* begin INFORMATION SUPPLIED *

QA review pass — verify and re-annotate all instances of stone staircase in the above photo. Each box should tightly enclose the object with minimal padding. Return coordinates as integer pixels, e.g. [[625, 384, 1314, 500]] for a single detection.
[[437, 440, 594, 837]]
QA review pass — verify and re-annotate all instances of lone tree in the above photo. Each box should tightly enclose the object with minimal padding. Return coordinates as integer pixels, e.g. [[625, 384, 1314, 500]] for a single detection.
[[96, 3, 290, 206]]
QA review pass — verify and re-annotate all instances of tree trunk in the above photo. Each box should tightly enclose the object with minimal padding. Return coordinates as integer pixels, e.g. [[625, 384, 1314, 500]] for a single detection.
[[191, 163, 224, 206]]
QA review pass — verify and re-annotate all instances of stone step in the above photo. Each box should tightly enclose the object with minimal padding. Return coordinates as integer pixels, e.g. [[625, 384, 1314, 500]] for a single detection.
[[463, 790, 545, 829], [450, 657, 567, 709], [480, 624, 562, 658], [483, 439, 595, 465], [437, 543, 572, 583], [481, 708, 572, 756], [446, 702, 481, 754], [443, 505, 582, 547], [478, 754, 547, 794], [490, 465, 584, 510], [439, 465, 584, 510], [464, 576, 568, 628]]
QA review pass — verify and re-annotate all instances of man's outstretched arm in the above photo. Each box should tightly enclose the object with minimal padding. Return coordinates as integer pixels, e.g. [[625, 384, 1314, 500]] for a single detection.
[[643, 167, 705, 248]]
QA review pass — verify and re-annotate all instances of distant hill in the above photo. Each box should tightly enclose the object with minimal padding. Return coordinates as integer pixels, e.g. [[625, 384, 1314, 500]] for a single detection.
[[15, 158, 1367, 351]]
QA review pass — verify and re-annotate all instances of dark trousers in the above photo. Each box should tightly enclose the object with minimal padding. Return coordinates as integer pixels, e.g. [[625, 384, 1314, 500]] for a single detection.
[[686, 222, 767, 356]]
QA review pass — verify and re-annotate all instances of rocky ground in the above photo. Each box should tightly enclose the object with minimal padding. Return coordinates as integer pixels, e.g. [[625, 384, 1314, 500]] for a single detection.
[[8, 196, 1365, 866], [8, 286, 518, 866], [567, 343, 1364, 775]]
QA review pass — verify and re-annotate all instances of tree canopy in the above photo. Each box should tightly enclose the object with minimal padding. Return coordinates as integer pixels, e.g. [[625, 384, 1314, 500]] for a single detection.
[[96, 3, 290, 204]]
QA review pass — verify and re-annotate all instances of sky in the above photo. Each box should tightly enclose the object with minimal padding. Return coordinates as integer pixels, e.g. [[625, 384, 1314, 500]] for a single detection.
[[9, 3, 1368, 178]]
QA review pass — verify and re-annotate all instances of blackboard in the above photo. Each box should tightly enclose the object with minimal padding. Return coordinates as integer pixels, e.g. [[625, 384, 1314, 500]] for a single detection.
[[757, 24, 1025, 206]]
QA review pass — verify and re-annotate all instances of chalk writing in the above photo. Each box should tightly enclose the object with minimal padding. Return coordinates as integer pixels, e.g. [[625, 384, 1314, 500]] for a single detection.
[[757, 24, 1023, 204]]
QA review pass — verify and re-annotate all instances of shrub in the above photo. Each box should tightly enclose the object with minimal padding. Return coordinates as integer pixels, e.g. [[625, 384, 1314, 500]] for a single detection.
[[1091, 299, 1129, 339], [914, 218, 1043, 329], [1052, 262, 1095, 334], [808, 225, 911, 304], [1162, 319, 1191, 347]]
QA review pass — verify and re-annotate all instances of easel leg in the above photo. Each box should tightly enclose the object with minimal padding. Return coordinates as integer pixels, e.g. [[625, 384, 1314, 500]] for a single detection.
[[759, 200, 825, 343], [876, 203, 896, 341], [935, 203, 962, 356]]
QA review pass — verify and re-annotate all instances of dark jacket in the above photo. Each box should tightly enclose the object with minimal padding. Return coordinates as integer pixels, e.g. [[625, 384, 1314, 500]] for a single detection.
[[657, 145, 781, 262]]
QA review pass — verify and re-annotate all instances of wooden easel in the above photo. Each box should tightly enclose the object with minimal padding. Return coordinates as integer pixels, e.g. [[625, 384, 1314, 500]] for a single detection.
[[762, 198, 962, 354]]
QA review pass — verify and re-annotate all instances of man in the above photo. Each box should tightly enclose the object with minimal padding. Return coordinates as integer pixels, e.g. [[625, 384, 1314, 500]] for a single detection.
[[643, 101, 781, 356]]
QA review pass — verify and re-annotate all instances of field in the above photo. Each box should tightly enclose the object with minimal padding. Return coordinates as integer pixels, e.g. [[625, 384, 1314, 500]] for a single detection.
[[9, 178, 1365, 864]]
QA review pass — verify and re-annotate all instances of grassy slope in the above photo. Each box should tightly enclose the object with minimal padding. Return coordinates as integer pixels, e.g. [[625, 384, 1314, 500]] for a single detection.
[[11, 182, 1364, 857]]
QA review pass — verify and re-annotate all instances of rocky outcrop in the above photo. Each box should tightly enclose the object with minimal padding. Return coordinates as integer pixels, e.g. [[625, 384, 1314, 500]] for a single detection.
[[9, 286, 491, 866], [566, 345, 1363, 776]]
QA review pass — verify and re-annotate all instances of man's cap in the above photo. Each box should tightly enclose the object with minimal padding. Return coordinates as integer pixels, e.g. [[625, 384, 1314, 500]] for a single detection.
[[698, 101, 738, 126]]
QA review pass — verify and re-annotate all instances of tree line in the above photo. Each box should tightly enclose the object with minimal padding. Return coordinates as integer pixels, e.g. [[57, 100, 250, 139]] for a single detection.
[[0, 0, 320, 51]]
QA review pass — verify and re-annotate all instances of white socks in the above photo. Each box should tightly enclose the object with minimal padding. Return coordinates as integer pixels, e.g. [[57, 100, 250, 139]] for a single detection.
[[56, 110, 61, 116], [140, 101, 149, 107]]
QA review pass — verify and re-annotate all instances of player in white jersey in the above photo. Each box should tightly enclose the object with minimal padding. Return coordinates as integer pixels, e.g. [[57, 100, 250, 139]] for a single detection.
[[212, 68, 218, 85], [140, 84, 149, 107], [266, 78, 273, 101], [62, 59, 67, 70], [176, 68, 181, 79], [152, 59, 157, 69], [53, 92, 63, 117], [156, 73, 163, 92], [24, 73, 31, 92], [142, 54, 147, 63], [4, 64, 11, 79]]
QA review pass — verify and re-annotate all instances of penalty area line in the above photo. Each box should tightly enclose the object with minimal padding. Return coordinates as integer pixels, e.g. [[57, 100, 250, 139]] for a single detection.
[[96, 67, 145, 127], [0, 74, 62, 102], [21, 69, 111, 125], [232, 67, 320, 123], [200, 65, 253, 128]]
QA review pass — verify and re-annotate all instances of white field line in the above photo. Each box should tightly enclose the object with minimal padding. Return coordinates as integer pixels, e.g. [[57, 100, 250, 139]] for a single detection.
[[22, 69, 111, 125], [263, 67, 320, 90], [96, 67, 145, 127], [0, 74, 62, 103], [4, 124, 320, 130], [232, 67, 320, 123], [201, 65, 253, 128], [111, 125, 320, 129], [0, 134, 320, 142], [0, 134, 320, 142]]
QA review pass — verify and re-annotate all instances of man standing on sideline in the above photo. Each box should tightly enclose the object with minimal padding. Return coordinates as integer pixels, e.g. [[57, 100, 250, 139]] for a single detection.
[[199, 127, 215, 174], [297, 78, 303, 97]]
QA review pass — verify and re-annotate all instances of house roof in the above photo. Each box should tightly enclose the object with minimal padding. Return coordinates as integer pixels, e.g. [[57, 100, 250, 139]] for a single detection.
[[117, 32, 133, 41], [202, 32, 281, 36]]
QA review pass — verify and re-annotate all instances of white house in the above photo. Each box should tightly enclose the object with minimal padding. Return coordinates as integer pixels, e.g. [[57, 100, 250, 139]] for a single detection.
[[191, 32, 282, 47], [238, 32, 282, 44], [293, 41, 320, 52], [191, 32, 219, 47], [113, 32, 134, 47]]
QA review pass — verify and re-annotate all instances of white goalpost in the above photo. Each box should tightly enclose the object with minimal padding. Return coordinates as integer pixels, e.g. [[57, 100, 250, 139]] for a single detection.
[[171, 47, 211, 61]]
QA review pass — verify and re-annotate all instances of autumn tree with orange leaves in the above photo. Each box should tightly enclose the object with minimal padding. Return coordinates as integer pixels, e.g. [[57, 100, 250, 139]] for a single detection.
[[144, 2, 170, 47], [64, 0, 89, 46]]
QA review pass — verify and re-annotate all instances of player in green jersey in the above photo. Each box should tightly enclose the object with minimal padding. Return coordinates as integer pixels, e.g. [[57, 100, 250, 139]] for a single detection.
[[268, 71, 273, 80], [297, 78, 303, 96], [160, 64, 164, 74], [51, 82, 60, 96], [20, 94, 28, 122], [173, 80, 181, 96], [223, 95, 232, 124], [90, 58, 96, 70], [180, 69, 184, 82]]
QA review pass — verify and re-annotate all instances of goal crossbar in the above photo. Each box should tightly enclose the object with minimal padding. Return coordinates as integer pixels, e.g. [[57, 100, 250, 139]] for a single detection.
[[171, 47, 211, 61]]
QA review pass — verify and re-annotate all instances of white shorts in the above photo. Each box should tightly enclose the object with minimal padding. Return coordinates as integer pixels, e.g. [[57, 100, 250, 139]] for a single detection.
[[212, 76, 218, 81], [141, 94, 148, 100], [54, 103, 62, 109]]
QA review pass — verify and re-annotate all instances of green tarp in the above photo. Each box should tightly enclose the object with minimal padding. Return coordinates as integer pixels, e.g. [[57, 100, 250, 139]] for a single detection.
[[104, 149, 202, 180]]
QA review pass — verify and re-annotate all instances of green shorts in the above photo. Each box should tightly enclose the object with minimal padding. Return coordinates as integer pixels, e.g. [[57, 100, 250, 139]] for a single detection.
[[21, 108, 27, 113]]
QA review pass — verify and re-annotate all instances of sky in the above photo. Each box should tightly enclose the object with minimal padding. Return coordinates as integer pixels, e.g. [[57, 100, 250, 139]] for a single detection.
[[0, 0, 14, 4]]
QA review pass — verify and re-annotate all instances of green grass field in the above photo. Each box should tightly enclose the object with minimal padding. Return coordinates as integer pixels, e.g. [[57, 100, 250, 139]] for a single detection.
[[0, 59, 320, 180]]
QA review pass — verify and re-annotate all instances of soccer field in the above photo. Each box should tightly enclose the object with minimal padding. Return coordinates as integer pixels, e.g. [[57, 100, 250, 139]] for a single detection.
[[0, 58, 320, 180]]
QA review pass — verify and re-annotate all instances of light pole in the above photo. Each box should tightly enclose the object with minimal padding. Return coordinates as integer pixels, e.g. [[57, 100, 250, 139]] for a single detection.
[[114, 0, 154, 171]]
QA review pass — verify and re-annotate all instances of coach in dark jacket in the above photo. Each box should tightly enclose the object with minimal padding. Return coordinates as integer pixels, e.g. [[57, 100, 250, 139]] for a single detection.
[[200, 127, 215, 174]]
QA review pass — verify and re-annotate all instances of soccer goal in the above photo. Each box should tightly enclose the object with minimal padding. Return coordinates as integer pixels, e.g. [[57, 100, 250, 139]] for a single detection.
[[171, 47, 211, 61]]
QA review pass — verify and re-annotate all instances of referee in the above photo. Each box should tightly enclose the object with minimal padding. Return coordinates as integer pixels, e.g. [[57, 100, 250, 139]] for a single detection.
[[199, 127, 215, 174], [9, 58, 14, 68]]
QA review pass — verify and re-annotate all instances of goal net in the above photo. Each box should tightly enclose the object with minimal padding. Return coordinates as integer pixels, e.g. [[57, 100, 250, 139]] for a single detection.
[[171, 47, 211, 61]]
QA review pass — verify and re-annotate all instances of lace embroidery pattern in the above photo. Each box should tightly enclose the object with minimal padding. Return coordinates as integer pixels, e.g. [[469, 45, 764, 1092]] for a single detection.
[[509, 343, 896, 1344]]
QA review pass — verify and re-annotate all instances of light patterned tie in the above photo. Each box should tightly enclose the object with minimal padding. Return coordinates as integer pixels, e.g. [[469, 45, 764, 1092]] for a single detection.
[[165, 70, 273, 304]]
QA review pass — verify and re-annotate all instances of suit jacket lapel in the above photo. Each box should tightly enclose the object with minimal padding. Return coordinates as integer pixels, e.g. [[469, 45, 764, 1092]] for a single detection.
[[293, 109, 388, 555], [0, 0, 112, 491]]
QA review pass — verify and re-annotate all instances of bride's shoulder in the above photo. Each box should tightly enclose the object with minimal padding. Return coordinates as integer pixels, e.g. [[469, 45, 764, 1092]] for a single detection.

* end INFORMATION SUPPLIED *

* WHAT IS BEING ASKED: Recast the entries as a two-column CSV with the header row instruction,boxes, starting with the line containing "of rocky outcrop" and going on through the line containing "64, 11, 79]]". Give one row per entry, with its text and the answer that follows it each in a single quoted field, and any line breaks turned into spaces.

* TASK ANSWER:
instruction,boxes
"QA review pass — verify and re-annotate all instances of rocky outcrop in the above photo. Each box should tightly enclose the object with minimal padding. Return coordinates as integer pixels, e.g. [[625, 384, 1314, 500]] for a single detection.","[[9, 286, 491, 866], [566, 345, 1363, 776]]"
"QA review pass — verify and re-annotate all instances of man's cap in the above photo. Each box should tightly enclose the object with minimal padding. Return coordinates as integer pixels, e.g. [[625, 384, 1314, 500]] for a single detection.","[[698, 101, 738, 126]]"
"QA review pass — verify and re-annotate all instances of tree line in the above photo. Each box should tightly enclose the object with minimal padding. Return coordinates as integer pixels, e.g. [[57, 100, 250, 139]] for a single detection.","[[0, 0, 320, 51]]"
"QA review pass — verify and re-annotate all instances of white socks in the above photo. Each box should tightly enclose the object with minimal padding. Return coordinates as integer pixels, e.g. [[57, 100, 250, 139]] for a single detection.","[[56, 110, 61, 116], [140, 101, 149, 107]]"
"QA review pass — verify and re-annotate all instances of player in white jersey in the above photo. Each box should tightly enclose the object with minimal padding. Return coordinates as integer pixels, e.g. [[57, 100, 250, 139]] for a single detection.","[[212, 68, 218, 85], [140, 84, 149, 107], [266, 78, 273, 101], [62, 59, 67, 70], [176, 68, 181, 79], [152, 59, 157, 69], [53, 92, 63, 117], [156, 73, 163, 92], [24, 73, 31, 92], [142, 54, 147, 63], [4, 64, 11, 79]]"